SHORT PROBLEM 1 » Revise the stretch of the forum thread on c5515 multiplication from "If you have" through "multiplication on c5515 ?", changing "button" to "link".
SHORT PROBLEM 2 » According to the forum thread on c5515 multiplication, what size is the c5515's multiplier, and how wide is its result?

SOURCE TEXT »
-- START --

This thread has been locked.

If you have a related question, please click the "Ask a related question" button in the top right corner. The newly created question will be automatically linked to this question.

how to handle 16 bits x 16 bits multiplication on c5515 ?

I just got c5515 eZusb stick a couple days ago, and I'm trying to implement a simple 32-tab FIR filter on the chip to process the input audio coming from the codec. The data from the codec is 16-bit and I defined my filter coefficients as 16-bit (Q15). Then, I'm running into the issue that c5515 is a 16-bit fixed-point processor, and how does it handle 16-bit x 16-bit multiplication? I know the fact that c5515 has 17-bit X 17-bit multiplier, and the result is 40-bit, but how can I write in C to shift the accumulation result by the correct amount in my case in order to get right product (I want to the product to be 16-bit as well) ? 

Any help will be highly appreciated!

-- END --

Pointing dataset excerpts »
-- START --

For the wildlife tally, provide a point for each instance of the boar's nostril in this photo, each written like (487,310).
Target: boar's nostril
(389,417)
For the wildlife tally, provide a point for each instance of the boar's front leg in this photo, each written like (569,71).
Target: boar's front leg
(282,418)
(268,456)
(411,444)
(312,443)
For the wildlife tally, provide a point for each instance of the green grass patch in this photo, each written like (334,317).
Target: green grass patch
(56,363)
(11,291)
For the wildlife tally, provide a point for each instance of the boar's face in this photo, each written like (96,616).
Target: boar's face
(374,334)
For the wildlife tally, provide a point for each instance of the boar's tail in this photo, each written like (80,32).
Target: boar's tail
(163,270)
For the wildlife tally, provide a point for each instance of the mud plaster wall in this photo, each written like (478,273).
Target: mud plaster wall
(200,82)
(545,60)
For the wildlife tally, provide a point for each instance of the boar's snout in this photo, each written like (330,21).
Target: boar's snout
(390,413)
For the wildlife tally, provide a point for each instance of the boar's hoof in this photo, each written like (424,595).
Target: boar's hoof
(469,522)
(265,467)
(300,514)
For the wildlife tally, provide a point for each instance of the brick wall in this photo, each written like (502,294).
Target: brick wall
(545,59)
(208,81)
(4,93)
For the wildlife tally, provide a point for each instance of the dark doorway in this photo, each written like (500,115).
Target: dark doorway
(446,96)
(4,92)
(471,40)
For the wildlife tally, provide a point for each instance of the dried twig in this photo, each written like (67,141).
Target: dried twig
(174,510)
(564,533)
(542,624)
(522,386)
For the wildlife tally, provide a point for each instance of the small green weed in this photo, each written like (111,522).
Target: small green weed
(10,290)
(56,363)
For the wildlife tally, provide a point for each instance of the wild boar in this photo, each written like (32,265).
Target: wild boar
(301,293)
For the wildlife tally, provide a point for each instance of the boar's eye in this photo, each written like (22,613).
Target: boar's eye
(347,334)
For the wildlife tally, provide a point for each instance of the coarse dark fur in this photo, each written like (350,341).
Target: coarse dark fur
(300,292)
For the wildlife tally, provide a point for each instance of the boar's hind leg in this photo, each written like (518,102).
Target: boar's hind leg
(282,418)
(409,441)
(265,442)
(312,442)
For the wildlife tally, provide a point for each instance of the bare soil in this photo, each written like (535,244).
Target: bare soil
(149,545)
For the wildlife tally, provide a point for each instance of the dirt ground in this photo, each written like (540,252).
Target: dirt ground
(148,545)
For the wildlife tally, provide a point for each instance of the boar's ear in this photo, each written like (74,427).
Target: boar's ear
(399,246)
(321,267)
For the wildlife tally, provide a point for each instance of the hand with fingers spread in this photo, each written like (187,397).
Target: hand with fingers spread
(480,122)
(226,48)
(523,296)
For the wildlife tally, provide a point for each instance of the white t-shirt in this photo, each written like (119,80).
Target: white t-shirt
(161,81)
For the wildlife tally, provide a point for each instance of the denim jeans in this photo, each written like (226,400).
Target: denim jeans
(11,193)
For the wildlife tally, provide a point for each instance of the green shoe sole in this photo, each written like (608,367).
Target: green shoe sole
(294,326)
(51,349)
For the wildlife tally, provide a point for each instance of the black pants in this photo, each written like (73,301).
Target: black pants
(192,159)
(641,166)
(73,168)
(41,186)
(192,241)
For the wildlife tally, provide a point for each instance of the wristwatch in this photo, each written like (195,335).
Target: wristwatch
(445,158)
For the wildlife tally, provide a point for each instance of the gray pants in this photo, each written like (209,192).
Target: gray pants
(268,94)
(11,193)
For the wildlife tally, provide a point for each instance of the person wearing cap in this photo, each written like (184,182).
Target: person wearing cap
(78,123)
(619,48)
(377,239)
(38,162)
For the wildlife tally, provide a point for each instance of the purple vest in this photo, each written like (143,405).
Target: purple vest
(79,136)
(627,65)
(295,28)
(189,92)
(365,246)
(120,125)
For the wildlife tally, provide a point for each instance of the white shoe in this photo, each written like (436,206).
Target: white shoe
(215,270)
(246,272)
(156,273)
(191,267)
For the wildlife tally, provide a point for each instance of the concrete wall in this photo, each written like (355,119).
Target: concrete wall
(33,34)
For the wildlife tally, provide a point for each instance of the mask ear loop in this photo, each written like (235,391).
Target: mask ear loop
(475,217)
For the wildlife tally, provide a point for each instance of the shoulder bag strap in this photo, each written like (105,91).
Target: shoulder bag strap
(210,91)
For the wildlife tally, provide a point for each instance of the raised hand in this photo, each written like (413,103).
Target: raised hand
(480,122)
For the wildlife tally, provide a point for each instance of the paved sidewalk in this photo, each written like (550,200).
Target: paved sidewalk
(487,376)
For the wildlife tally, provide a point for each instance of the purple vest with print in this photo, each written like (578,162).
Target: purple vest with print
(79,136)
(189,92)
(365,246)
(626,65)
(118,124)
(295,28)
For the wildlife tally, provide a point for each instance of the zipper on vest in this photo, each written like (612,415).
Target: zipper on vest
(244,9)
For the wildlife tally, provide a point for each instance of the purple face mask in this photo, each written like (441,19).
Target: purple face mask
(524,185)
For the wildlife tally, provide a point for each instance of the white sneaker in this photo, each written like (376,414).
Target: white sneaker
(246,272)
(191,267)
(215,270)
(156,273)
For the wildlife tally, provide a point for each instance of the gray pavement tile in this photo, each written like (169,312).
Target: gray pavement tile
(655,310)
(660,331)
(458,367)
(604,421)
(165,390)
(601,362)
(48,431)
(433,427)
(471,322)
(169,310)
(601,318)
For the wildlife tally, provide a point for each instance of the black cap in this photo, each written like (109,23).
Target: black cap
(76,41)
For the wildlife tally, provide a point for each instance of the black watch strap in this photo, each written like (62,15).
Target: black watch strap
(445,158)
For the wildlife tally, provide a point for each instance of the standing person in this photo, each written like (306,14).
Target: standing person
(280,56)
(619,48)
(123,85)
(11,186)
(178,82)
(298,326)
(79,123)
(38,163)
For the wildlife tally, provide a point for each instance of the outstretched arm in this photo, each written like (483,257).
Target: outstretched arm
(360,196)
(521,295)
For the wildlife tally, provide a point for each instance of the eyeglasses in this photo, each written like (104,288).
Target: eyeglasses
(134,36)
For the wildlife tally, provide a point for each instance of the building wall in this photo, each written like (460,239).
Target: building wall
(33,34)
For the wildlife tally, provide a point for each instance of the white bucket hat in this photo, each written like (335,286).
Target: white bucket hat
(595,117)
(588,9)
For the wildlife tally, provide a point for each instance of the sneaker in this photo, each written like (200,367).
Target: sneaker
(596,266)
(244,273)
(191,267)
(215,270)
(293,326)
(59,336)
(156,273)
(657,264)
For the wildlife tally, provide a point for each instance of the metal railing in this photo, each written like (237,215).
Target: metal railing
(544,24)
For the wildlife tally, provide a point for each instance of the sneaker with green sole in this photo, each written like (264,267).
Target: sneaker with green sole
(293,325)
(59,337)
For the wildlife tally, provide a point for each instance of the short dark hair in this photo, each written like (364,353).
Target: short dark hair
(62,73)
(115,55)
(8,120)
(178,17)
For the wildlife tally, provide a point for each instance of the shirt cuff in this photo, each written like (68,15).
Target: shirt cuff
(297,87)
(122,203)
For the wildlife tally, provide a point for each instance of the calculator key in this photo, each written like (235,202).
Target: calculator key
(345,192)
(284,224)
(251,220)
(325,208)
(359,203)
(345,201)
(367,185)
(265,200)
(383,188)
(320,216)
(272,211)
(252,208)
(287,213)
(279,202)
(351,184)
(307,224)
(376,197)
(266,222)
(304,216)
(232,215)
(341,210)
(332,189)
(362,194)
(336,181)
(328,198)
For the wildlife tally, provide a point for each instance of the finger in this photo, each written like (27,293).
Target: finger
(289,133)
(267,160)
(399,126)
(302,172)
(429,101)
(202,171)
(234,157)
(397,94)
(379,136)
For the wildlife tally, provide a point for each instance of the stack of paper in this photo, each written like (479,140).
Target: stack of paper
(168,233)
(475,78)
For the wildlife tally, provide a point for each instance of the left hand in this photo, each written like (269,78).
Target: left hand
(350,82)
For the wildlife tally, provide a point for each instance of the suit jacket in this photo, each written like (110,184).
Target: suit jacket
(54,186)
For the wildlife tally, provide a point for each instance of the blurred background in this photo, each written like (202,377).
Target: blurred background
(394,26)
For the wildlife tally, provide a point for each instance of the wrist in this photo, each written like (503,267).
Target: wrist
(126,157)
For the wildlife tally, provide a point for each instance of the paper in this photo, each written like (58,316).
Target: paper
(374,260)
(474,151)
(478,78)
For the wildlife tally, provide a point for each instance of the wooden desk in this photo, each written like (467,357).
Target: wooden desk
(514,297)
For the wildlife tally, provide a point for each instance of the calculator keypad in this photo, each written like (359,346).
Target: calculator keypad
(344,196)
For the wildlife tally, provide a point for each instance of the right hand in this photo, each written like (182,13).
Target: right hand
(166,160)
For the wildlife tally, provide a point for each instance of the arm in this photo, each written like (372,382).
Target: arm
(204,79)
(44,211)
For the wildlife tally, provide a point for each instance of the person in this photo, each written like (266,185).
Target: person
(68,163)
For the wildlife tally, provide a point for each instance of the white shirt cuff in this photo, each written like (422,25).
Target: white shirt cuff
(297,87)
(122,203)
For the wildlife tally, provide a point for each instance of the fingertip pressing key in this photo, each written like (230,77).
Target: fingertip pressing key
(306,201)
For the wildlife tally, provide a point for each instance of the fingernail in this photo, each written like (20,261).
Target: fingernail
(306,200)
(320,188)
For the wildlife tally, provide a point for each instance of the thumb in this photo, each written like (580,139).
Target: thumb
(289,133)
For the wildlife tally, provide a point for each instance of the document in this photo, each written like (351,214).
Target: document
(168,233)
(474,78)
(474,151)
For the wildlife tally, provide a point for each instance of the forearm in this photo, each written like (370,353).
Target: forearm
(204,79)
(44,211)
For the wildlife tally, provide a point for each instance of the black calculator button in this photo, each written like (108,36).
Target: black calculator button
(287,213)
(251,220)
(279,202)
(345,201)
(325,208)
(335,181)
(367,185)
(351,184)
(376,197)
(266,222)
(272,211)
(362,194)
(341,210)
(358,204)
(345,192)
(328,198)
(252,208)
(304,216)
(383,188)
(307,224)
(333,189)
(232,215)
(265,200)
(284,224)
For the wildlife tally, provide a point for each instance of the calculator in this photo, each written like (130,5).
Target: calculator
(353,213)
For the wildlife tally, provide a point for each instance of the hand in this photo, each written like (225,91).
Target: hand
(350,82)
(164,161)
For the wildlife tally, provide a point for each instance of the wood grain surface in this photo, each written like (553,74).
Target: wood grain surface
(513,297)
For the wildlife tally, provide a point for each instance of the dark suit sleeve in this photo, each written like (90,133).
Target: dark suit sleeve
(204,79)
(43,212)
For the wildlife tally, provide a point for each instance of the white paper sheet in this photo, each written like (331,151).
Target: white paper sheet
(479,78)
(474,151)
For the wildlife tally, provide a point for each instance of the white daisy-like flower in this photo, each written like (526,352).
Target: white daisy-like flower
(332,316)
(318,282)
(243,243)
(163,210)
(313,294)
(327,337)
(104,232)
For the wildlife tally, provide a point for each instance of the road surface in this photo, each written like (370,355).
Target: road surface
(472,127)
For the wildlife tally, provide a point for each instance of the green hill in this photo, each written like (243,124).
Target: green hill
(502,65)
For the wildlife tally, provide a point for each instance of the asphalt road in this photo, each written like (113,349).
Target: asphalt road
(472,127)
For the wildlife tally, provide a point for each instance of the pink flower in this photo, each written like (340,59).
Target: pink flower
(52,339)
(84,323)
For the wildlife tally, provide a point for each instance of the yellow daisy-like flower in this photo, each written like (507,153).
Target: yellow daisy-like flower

-- END --

TASK SOLUTION 1 »
If you have a related question, please click the "Ask a related question" link in the top right corner. The newly created question will be automatically linked to this question.

how to handle 16 bits x 16 bits multiplication on c5515 ?

TASK SOLUTION 2 » The multiplier is 17-bit by 17-bit, and its result is 40-bit.